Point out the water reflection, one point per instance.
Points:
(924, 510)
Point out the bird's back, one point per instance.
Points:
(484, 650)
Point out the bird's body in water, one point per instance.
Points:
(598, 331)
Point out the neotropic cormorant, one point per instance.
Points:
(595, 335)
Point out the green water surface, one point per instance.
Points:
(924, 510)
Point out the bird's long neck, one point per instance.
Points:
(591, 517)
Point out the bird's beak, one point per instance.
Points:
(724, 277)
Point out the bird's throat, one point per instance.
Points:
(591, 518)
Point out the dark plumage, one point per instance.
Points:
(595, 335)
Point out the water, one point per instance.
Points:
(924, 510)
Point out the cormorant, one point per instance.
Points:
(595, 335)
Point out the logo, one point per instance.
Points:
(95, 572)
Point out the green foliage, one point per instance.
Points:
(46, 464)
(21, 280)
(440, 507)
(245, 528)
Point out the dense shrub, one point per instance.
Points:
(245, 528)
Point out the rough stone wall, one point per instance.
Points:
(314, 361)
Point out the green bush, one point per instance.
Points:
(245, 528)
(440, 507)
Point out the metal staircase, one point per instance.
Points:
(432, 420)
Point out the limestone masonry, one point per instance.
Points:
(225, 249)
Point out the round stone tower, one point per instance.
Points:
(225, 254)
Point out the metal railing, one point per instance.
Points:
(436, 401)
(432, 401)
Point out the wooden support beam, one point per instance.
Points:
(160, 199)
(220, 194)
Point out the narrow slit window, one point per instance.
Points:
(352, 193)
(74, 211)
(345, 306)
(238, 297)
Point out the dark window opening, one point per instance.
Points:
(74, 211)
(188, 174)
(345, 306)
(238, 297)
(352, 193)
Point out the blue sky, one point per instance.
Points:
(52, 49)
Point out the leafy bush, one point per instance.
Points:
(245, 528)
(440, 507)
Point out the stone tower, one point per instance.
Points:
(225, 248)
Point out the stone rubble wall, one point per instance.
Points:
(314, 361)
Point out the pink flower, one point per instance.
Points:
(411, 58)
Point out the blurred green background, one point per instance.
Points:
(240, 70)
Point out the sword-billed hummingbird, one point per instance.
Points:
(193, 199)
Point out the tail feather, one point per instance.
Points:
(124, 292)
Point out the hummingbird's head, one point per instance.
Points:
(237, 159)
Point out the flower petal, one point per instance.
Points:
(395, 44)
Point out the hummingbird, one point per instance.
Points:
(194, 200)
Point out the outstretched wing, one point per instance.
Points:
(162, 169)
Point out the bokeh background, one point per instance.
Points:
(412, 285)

**WRITTEN REQUEST:** Rewrite every line of the material from the line holding "Point out the tail" through the end, inclusive. Adjust each point coordinate by -91 and leave all other text unchanged.

**FULL SOLUTION:**
Point out the tail feather, one point per instance.
Points:
(33, 201)
Point out the hummingbird's head, one point per instance.
Points:
(146, 68)
Point out the flower petal, one point per instance.
Points:
(304, -47)
Point out the hummingbird, one point per instance.
Points:
(103, 109)
Point out the outstretched wing, one point per instance.
Points:
(71, 78)
Point out the bokeh background, one point per instance.
Points:
(321, 194)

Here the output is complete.